## Job A
In the court record excerpt, what was done for the defendant after he refused to plead?
## Job B
From the court record excerpt, extract the passage from "The demurrer was" up to and including "the  trial proceeded.".

## Document extract
--------------------------------------------------
A warrant for the arrest of the defendant was issued by the Honorable J, C. Jenkins on the 4th of March and placed in the hands of the sheriff.  The sheriff’s return shows that the defendant gave bond for his  appearance.  On the 14th of the same month counsel for the defendant demurred to the complaint on the following grounds:

“1. That the court has no jurisdiction  over the person of the accused  nor of the offense charged because the accused has not been accorded a preliminary investigation or examination as required by law and no court, magistrate, or other competent authority has determined from a sworn complaint or evidence adduced that there is probable cause to believe that a crime has been committed, or that this defendant has committed any crime.

“2. That the facts charged do not constitute a  public  offense.”

The demurrer was overruled  on the same day and the defendant having refused to plead, a plea of not guilty was entered by  direction  of the court for him and the  trial proceeded.
--------------------------------------------------
## Supplied information
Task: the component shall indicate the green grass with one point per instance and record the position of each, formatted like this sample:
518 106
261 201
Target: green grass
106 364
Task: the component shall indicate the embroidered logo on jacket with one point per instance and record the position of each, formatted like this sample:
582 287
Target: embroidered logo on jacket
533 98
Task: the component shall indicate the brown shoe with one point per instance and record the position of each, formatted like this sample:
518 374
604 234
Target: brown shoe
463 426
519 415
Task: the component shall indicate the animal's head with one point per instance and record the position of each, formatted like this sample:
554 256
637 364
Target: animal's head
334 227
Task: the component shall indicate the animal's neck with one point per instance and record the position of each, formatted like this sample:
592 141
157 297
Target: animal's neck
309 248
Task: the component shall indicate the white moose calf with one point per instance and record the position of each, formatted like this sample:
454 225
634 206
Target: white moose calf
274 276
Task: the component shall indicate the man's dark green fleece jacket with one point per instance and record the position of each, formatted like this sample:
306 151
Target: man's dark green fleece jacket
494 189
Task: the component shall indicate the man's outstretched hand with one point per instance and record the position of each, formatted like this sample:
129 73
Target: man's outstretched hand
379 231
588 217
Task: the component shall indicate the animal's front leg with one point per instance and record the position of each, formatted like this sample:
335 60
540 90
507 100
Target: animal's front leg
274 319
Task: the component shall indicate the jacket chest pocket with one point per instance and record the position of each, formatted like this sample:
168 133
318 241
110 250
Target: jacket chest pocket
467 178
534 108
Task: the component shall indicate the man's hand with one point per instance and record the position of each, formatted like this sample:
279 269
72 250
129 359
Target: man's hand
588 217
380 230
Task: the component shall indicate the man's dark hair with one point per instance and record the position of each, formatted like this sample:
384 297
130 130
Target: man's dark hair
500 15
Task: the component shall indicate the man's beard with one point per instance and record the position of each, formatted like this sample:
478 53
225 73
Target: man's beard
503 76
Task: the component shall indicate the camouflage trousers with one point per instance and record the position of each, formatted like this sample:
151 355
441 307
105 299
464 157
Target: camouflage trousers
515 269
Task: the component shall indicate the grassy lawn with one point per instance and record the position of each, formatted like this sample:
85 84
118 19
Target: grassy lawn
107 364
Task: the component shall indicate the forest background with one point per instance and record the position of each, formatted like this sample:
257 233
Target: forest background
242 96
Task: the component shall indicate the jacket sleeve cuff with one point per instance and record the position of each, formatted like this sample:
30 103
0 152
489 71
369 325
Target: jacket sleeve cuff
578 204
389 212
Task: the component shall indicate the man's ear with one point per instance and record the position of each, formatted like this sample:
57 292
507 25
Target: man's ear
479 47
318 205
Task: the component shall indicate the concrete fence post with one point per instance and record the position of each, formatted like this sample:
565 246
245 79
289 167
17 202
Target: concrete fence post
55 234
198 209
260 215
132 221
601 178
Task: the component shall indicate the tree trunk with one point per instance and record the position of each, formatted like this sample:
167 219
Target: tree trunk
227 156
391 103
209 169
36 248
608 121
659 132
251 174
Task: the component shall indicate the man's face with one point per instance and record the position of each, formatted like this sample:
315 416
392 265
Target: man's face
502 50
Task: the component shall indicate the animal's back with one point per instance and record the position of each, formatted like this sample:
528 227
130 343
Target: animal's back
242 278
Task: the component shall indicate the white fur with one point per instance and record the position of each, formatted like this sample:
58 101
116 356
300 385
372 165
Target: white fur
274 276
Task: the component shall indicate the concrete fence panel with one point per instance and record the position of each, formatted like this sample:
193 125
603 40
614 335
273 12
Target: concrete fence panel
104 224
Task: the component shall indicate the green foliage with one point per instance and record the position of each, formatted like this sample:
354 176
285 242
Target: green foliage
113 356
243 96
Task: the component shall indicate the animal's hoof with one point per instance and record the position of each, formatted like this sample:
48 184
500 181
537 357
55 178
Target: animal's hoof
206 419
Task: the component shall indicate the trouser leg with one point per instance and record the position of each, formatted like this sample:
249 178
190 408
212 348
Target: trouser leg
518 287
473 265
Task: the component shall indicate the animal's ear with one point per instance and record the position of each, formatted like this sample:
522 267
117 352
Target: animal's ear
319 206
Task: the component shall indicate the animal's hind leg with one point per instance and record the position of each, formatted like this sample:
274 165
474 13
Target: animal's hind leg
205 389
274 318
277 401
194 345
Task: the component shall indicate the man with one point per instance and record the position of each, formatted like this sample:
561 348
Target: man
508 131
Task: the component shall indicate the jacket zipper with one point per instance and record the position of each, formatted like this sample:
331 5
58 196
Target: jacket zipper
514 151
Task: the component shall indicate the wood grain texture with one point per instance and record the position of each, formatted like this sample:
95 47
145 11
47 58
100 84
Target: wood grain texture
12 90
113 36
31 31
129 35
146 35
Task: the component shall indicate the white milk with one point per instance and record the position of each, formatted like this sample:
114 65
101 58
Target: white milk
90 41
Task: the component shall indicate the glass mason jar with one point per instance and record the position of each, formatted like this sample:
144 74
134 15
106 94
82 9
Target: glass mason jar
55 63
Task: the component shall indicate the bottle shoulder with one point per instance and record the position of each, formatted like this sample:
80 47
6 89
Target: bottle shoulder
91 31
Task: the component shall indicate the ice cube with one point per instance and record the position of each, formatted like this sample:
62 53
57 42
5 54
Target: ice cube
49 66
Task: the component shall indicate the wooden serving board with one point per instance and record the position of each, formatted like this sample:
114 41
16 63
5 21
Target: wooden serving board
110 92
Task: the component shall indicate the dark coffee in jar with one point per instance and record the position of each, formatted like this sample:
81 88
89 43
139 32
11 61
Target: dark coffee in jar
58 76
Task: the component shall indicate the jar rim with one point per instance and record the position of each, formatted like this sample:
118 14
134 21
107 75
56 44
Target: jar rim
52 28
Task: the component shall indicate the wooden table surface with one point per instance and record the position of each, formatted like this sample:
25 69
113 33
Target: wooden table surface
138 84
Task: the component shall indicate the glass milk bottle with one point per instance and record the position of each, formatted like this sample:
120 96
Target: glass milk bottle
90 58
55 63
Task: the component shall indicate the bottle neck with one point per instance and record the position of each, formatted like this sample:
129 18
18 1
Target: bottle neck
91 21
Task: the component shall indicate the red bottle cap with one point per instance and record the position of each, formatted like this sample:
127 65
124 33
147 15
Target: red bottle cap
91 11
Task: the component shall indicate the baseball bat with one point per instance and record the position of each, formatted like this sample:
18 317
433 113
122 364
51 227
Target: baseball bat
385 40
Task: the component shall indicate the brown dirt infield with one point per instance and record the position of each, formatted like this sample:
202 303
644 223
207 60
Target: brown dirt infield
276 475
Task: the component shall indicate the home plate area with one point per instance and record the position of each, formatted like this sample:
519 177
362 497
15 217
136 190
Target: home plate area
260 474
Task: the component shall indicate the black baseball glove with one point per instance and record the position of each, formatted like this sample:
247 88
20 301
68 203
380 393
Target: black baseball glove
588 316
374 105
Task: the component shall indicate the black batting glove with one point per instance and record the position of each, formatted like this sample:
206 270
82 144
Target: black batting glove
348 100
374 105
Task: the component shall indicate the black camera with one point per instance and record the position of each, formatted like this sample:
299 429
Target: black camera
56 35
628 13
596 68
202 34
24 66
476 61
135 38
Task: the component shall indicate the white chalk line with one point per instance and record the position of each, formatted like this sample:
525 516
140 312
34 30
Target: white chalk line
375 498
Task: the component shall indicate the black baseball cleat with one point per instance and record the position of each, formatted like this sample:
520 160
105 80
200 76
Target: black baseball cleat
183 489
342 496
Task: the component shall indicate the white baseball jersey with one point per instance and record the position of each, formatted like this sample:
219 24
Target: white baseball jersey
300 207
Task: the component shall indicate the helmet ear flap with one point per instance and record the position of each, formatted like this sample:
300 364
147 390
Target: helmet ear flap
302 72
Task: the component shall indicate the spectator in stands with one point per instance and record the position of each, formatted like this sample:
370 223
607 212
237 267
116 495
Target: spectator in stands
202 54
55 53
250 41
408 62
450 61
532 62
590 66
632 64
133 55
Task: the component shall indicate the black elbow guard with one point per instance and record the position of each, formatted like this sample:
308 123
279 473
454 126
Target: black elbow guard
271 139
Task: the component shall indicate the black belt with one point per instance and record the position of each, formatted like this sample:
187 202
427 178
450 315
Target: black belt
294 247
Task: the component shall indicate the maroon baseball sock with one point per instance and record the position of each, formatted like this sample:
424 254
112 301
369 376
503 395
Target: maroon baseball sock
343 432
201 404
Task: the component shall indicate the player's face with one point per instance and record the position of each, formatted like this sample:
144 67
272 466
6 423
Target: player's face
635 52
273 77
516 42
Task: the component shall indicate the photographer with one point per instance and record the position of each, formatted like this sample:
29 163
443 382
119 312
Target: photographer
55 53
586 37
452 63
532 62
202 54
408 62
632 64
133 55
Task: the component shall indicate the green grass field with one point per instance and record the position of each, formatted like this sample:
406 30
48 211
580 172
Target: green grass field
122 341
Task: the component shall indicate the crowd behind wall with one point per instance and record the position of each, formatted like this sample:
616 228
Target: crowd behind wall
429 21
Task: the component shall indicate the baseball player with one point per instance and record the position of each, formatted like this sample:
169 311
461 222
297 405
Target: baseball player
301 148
--------------------------------------------------
## Full output A
A plea of not guilty was entered for him by direction of the court.

## Full output B
The demurrer was overruled  on the same day and the defendant having refused to plead, a plea of not guilty was entered by  direction  of the court for him and the  trial proceeded.